▶ [Extrait]:

<<<<

4. Les dispositions de l'article L. 331-31 du code de l'urbanisme ont été abrogées par l'article 8 de l'ordonnance du 14 juin 2022 relative au transfert à la direction générale des finances publiques de la gestion de la taxe d'aménagement et de la part logement de la redevance d'archéologie préventive. L'article 14 de cette ordonnance dispose que : " Les services de l'État chargés de l'urbanisme sont seuls compétents pour établir la taxe d'aménagement afférente aux autorisations d'urbanisme résultant d'une demande d'autorisation déposée avant la date résultant du B du VI de l'article 155 de la loi n° 2020-1721 du 29 décembre 2020 de finances pour 2021. Cette taxe d'aménagement reste assise, liquidée, contrôlée, garantie et recouvrée conformément aux articles L. 331-1 et suivants du code de l'urbanisme dans leur version antérieure à la même date. Les réclamations sont présentées, instruites et jugées selon les mêmes dispositions (...) ". Selon son article 16 : " La présente ordonnance s'applique à compter de la date résultant du B du VI de l'article 155 de la loi n° 2020-1721 du 29 décembre 2020 de finances pour 2021 ".

>>>>

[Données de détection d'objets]
<<<<

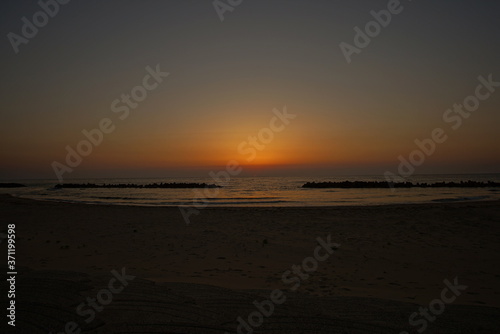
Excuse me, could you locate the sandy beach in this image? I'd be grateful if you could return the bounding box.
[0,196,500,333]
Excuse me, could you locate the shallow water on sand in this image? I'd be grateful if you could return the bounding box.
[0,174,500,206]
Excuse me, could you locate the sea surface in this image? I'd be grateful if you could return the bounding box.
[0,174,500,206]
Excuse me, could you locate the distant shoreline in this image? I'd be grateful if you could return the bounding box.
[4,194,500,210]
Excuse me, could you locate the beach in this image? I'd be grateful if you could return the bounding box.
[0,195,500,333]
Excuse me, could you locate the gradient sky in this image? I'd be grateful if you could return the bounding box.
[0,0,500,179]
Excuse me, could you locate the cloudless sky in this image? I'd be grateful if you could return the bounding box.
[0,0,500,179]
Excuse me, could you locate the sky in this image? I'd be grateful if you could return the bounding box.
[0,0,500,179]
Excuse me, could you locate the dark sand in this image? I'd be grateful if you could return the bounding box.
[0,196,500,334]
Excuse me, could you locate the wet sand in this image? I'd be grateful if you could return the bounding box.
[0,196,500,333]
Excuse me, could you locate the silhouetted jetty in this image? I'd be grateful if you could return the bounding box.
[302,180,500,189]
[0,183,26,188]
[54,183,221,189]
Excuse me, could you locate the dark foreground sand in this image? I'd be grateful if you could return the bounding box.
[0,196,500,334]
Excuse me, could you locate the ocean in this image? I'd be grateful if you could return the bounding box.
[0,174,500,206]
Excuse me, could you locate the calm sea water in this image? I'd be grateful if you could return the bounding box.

>>>>

▶ [Détails de l'exercice]: Reproduisez l'extrait sur la taxe d'aménagement en entier, mot pour mot. Les lignes constituent un matériau distinct de l'extrait.

▶ [Réponse]:
4. Les dispositions de l'article L. 331-31 du code de l'urbanisme ont été abrogées par l'article 8 de l'ordonnance du 14 juin 2022 relative au transfert à la direction générale des finances publiques de la gestion de la taxe d'aménagement et de la part logement de la redevance d'archéologie préventive. L'article 14 de cette ordonnance dispose que : " Les services de l'État chargés de l'urbanisme sont seuls compétents pour établir la taxe d'aménagement afférente aux autorisations d'urbanisme résultant d'une demande d'autorisation déposée avant la date résultant du B du VI de l'article 155 de la loi n° 2020-1721 du 29 décembre 2020 de finances pour 2021. Cette taxe d'aménagement reste assise, liquidée, contrôlée, garantie et recouvrée conformément aux articles L. 331-1 et suivants du code de l'urbanisme dans leur version antérieure à la même date. Les réclamations sont présentées, instruites et jugées selon les mêmes dispositions (...) ". Selon son article 16 : " La présente ordonnance s'applique à compter de la date résultant du B du VI de l'article 155 de la loi n° 2020-1721 du 29 décembre 2020 de finances pour 2021 ".